*** Material shown

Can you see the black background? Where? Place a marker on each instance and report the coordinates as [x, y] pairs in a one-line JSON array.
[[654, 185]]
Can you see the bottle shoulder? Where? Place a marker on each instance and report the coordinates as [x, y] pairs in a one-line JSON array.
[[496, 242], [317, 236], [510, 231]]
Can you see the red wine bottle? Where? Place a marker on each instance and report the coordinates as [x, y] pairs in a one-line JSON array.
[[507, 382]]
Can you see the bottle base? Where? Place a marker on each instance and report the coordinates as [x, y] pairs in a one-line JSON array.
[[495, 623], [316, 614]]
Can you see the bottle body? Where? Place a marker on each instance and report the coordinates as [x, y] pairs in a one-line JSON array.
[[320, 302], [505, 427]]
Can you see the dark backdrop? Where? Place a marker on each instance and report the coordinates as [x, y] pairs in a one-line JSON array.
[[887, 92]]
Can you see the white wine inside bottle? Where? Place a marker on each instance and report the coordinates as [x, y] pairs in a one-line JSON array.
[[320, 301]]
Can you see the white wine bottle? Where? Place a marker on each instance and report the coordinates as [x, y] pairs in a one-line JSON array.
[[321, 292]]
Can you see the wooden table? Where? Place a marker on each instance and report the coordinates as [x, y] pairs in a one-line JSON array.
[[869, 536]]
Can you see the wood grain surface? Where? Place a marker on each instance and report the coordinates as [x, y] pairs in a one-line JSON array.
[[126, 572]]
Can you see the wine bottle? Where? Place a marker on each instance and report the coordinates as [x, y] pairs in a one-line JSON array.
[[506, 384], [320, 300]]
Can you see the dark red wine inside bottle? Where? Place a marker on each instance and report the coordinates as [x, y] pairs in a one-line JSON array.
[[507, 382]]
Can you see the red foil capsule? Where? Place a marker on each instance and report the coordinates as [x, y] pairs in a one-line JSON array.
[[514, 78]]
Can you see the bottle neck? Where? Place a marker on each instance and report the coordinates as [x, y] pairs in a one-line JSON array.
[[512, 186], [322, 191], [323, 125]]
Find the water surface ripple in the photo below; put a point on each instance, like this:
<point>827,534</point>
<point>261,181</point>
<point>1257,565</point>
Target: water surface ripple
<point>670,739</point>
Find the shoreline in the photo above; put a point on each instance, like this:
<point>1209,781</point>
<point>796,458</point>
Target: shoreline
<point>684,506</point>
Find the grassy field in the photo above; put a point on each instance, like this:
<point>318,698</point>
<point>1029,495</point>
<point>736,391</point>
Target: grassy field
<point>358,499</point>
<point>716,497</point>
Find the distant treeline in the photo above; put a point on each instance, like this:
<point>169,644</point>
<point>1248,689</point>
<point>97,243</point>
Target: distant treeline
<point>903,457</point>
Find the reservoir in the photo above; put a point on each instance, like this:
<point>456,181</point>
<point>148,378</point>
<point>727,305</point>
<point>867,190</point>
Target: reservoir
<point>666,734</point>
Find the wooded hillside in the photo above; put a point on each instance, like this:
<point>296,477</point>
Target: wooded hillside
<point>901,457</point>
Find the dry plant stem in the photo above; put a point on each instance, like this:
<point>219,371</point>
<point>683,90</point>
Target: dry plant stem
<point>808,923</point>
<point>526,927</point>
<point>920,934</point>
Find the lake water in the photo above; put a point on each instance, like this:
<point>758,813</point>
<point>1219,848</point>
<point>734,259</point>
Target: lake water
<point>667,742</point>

******

## Action item
All that is wanted is the stretch of lines above from the one containing "Can you see the bottle neck?" through the one containing "<point>219,371</point>", duplicated exactly.

## Output
Can you see the bottle neck? Where? Place a marker on each instance and report the coordinates as [x, y] pairs in a one-line JSON array.
[[512, 186], [322, 191], [323, 125]]
Find the water surface ripple in the photo below; put a point on each instance, like this:
<point>827,534</point>
<point>261,181</point>
<point>1257,565</point>
Target: water surface ripple
<point>670,739</point>
Find the shoreline in the photo above; put a point on each instance, like this:
<point>1209,781</point>
<point>796,458</point>
Target: shoreline
<point>684,506</point>
Find the grassy field in the photo above; put a point on each instance, like this:
<point>318,698</point>
<point>1029,495</point>
<point>736,391</point>
Target: grassy field
<point>358,499</point>
<point>716,497</point>
Find the distant treeline in the photo above; put a point on each instance, like this:
<point>169,644</point>
<point>1248,689</point>
<point>97,243</point>
Target: distant treeline
<point>903,457</point>
Find the reservoir in the photo above; put a point on each instance, like this:
<point>456,181</point>
<point>148,378</point>
<point>727,305</point>
<point>867,190</point>
Target: reservoir
<point>666,734</point>
Find the wooded hillside in the photo above; put a point on each instance, like this:
<point>296,477</point>
Target: wooded hillside
<point>901,457</point>
Find the dry plant stem in the photo above; put a point on each instance, like this:
<point>219,371</point>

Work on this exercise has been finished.